## Start Supplied material

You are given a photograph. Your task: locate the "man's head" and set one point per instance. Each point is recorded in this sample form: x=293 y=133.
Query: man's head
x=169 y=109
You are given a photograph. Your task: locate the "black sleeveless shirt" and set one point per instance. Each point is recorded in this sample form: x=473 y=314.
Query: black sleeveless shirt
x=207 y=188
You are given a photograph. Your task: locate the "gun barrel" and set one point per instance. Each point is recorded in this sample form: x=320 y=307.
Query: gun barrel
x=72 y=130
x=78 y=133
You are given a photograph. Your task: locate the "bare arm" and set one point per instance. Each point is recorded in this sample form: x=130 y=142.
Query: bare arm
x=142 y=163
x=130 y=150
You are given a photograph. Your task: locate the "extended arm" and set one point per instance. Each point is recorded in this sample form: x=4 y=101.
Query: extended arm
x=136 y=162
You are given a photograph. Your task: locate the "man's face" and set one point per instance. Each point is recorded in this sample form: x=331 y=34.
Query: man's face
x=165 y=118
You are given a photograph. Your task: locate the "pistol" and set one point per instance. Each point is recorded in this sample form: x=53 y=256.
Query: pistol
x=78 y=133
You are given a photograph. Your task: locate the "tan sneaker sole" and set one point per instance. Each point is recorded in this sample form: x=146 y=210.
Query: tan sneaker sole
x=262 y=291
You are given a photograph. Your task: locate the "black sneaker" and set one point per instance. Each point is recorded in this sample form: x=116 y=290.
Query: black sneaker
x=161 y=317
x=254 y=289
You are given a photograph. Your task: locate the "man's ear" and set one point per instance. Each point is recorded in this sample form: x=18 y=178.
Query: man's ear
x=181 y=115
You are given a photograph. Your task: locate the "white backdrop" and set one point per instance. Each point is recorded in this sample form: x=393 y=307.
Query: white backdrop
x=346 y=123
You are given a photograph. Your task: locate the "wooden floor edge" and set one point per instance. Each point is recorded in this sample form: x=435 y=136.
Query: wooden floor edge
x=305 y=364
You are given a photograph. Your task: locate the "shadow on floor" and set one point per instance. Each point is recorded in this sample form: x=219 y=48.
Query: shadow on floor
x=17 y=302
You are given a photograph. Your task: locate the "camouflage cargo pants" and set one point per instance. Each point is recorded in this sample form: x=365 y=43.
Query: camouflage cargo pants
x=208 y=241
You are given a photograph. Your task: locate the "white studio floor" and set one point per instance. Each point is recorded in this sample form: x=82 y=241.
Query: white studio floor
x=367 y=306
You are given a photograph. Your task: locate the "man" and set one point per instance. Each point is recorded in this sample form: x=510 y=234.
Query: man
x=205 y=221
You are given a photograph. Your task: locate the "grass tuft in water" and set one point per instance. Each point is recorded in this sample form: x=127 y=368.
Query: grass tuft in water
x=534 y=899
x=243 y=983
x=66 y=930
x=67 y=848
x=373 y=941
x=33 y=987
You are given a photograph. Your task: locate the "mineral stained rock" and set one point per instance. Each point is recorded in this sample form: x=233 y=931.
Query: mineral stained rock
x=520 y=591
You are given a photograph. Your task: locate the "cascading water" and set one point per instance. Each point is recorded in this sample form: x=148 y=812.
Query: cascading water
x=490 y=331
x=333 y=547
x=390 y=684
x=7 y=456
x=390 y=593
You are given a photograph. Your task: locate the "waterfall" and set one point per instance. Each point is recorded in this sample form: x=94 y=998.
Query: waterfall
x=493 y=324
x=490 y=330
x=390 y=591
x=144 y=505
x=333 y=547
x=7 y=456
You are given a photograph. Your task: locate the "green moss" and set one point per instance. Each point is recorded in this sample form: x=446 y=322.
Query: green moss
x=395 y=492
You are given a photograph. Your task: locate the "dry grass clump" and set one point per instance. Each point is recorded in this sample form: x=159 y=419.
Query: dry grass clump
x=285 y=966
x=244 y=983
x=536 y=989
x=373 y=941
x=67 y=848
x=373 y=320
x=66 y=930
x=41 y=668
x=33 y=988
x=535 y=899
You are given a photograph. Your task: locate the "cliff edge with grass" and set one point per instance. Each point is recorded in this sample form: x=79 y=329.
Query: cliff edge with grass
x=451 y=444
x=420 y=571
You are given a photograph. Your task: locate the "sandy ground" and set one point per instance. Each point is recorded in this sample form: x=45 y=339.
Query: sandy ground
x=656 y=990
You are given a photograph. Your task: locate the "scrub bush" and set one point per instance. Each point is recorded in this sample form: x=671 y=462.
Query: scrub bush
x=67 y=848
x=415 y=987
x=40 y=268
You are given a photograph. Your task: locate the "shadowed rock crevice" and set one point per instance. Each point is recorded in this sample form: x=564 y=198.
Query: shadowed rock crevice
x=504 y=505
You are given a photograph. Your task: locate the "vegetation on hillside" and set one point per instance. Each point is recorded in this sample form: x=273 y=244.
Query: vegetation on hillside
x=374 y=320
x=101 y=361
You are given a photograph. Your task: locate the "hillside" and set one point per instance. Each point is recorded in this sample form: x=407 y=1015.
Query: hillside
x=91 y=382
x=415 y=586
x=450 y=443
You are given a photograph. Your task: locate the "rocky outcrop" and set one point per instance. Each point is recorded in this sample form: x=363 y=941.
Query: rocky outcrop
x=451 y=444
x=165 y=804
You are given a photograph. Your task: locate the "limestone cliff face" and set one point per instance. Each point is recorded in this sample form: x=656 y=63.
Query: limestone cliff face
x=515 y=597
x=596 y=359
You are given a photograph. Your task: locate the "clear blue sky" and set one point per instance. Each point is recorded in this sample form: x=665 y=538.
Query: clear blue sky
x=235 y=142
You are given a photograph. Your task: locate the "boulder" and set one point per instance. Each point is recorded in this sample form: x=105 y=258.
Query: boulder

## End Supplied material

Reproduce all of the records above word for word, in their original order.

### Answer to the problem
You are given a photograph. Your task: locate the "man's head" and set one point per instance. Each point is recorded in this sample form: x=293 y=133.
Query: man's head
x=169 y=109
You are given a photograph. Your task: locate the "black sleeveless shirt" and set one point per instance. Each point is recorded in this sample form: x=473 y=314.
Query: black sleeveless shirt
x=207 y=188
You are given a photograph. Your task: locate the "gun barrel" and set one point per instance. Each point is recorded in this sample form: x=320 y=307.
Query: gun barrel
x=72 y=130
x=78 y=133
You are given a photograph. Your task: locate the "bare arm" and set one point per instance. Each point is recorded in this sample form: x=130 y=142.
Query: bare arm
x=142 y=163
x=130 y=150
You are given a photograph. Your task: locate the "extended arm" and set one point per instance. Each point is recorded in this sample form: x=4 y=101.
Query: extended arm
x=136 y=162
You are given a photograph. Your task: locate the "man's face" and set one point per instance. Each point is recorded in this sample form: x=331 y=34.
Query: man's face
x=165 y=118
You are given a photograph. Your task: locate the "pistol" and set one point per instance. Each point is recorded in this sample form: x=53 y=256.
Query: pistol
x=78 y=133
You are given a photograph. Your task: locate the "tan sneaker sole" and set one point per instance. Each point is recorded in this sample form: x=146 y=210.
Query: tan sneaker sole
x=262 y=291
You are given a photograph. Your task: locate the "black sneaker" and set one point per instance. Each point is recorded in this sample form: x=116 y=290.
Query: black sneaker
x=161 y=317
x=254 y=289
You are given a photograph. Your task: locate the "man's ear" and set one point per instance. Each point is recorded in this sample form: x=18 y=178.
Query: man's ear
x=181 y=115
You are given a photograph. Your task: locate the "white backdrop" and set one point per instance. Each point is recorded in this sample form: x=393 y=307.
Query: white backdrop
x=346 y=123
You are given a photograph. Your task: locate the "wooden floor edge" and set one point per instance. Each point is recorded in this sample form: x=435 y=136.
Query: wooden floor edge
x=305 y=364
You are given a photograph. Your task: locate the "shadow on floor" and set one point per instance. Each point is recorded in this sample form: x=219 y=48.
Query: shadow on floor
x=17 y=302
You are given a photograph. Your task: locate the "camouflage cargo pants" and set one point per instance. Each point is recorded in this sample form: x=365 y=43.
Query: camouflage cargo pants
x=208 y=241
You are given a photograph. Your task: locate the "white studio floor" and set one point per instance. Each point is recorded in this sample form: x=82 y=241.
Query: white studio floor
x=367 y=306
You are given a photograph. Your task: locate the "man" and set one point per instance. Each point is recorded in this sample form: x=510 y=234.
Query: man
x=205 y=221
You are given a photograph. Your task: locate the "grass tuft in water" and set one point per instance. Each point is recorded in this sample form: x=127 y=368.
Query: grass tuft in water
x=534 y=899
x=243 y=983
x=66 y=930
x=67 y=848
x=373 y=941
x=33 y=987
You are given a photograph. Your task: locate the "mineral stained rock" and set one point per instance. Each point is recorded in this sample form: x=233 y=931.
Query: mineral stained rock
x=520 y=591
You are given a photograph. Your task: locate the "cascading water" and set one point per instance. Each point is recorded in this sample form: x=148 y=812.
Query: cascading water
x=490 y=331
x=333 y=547
x=390 y=684
x=7 y=456
x=390 y=593
You are given a photograph. Your task: locate the "waterfall" and set one point per instance. Each point is recorded in this sample form: x=94 y=998.
Query: waterfall
x=493 y=324
x=490 y=330
x=390 y=591
x=144 y=505
x=333 y=547
x=7 y=456
You are given a photograph. Your task: locate the "green moss" and set one point per instance. Each point is recorded in this sample form: x=446 y=322.
Query: green moss
x=395 y=492
You are given a photograph. Your task: locate the "dry grass clump" and set one point per instance. Each point is recorded in this sample form: x=159 y=419.
Query: dry grass clump
x=285 y=966
x=244 y=983
x=536 y=989
x=373 y=941
x=67 y=848
x=373 y=320
x=66 y=930
x=41 y=668
x=33 y=988
x=535 y=899
You are given a photograph. Your task: locate the "cliff edge with grass" and set one point per instance. Each point is recorded in this sample form: x=79 y=329.
Query: cliff edge with grass
x=451 y=444
x=420 y=571
You are given a photograph. Your task: locate the "sandy ground" and set one point per instance. Each point is recorded in this sample form: x=45 y=339.
Query: sandy ground
x=656 y=990
You are given a photograph. Your task: locate the "scrub bush" and set one point per instance. Each point is recorded in this sample form: x=671 y=462.
Query: scrub bush
x=67 y=848
x=415 y=987
x=40 y=268
You are given a photograph. Your task: locate the "shadowed rock crevice" and set one point per instance. Each point is recorded in this sample form: x=564 y=198.
Query: shadowed rock crevice
x=504 y=505
You are given a photograph. Your task: locate the "vegetation on hillside" and set one point per instance. Each point is recorded in this sample form: x=273 y=244.
Query: vegetation on hillside
x=374 y=320
x=101 y=361
You are given a photograph. Your task: locate the "hillside" and set one point per instance. Each point is recorded in this sample form: x=407 y=1015.
Query: hillside
x=91 y=382
x=415 y=586
x=450 y=443
You are given a photograph. Your task: locate the "rocky outcrop" and set one point per instance. Each point is recorded in this sample form: x=363 y=941.
Query: rocky outcrop
x=451 y=444
x=165 y=804
You are given a photograph. Your task: locate the "limestone cliff face" and set one point per instance. Each point is recorded in this sample form: x=656 y=63.
Query: limestone cliff face
x=515 y=597
x=596 y=359
You are given a photograph. Your task: locate the "clear blue sky" and set one point per instance. Each point is recorded in this sample form: x=665 y=538.
Query: clear blue sky
x=235 y=142
You are given a photograph. Your task: locate the "boulder" and set one point per instance. Each point is recorded in this sample form: x=105 y=258.
Query: boulder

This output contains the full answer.